Extracted text:
By virtue of this invention, a variety of RGCs may be produced, ranging from fuel alcohols or mixtures thereof to ethers; however, among the potential products of the process are ethers boiling in the same temperature range as gasoline. As shown in FIG. 2, this includes methyl and ethyl ethers of isobutylene and isoamylene, e.g., MTBE, tertiary amyl methyl ether (TAME), ethyl tertiary butyl ether (ETBE), and tertiary amyl ethyl ether (TAEE). Byproducts will include small amounts of toluene, xylenes, and cumene, which are valued more highly than unleaded gasoline because of their high octane value and their competing chemical value.
In essence, fast pyrolysis of biomass is used to maximize the formation of oxygenated crude oil vapors, which are promptly catalytically cracked to intermediate compounds. The intermediate compounds are then converted to the desired reformulated gasoline components (RGCs) in an additional commercially-proven catalytic stage with water, methanol, or ethanol as the co-reactants. The alcohols could also be from renewable feedstocks by processes known to the art. This concept is shown in FIG. 3, which illustrates how the biomass pyrolysis process can be linked with the existing oil refinery structure.
When gasoline containing methyl tertiary butyl ether (MTBE) is burned in an engine of a vehicle, there is a distinct lowering of unburned hydrocarbons and carbon monoxide in the exhaust of these vehicles compared with conventional gasoline containing only hydrocarbons. Moreover, the utilization of other olefins to make ethers similar to MTBE for use in gasoline, due to the complex nature of gasoline, provides similar clean burning benefits. Further, the ethers do not need to be in a pure state, but may be blended into gasoline as a relatively crude mixture of mixed ethers.
Through the choice of catalysts and reactor conditions, the relative yields of ethers to aromatics are controlled by selecting process conditions to maximize the yield of ethers.

Given records:

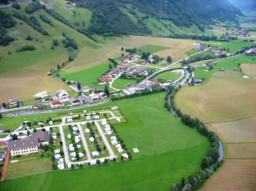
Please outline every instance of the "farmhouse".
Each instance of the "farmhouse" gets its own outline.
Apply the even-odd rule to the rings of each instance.
[[[16,99],[10,99],[8,100],[8,104],[10,107],[17,107],[20,101]]]
[[[92,92],[89,95],[89,97],[91,98],[91,101],[99,100],[99,96],[94,92]]]
[[[81,88],[81,90],[83,93],[88,92],[89,91],[89,86],[82,86],[82,87]]]
[[[199,85],[202,82],[202,79],[195,78],[194,79],[194,83],[195,84]]]
[[[38,139],[28,139],[10,141],[8,149],[11,156],[25,155],[38,152]]]
[[[55,95],[60,100],[67,99],[69,97],[68,93],[67,93],[66,91],[63,90],[59,90],[59,91],[56,92],[55,93]]]
[[[30,136],[30,139],[38,139],[38,146],[40,144],[43,145],[49,144],[50,141],[50,136],[49,136],[49,133],[46,131],[35,133]]]
[[[91,90],[91,91],[93,92],[93,93],[96,93],[96,94],[97,94],[97,93],[101,93],[101,92],[104,92],[104,91],[103,91],[102,89],[101,89],[100,88],[98,88],[98,87],[94,87],[94,88],[93,88],[92,90]]]
[[[65,106],[65,103],[59,101],[59,99],[54,99],[51,101],[51,107],[52,108],[57,107],[59,106]]]
[[[43,103],[34,103],[32,104],[30,109],[41,109],[44,107],[44,104]]]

Tasks to carry out:
a: According to the passage on making gasoline components from biomass, why are the toluene, xylenes, and cumene byproducts worth more than unleaded gasoline?
b: In the passage on making gasoline components from biomass, which co-reactants are used in the additional catalytic stage that converts the intermediate compounds?

Per-task outputs:
a: They are valued more highly than unleaded gasoline because of their high octane value and their competing chemical value.

b: Water, methanol, or ethanol.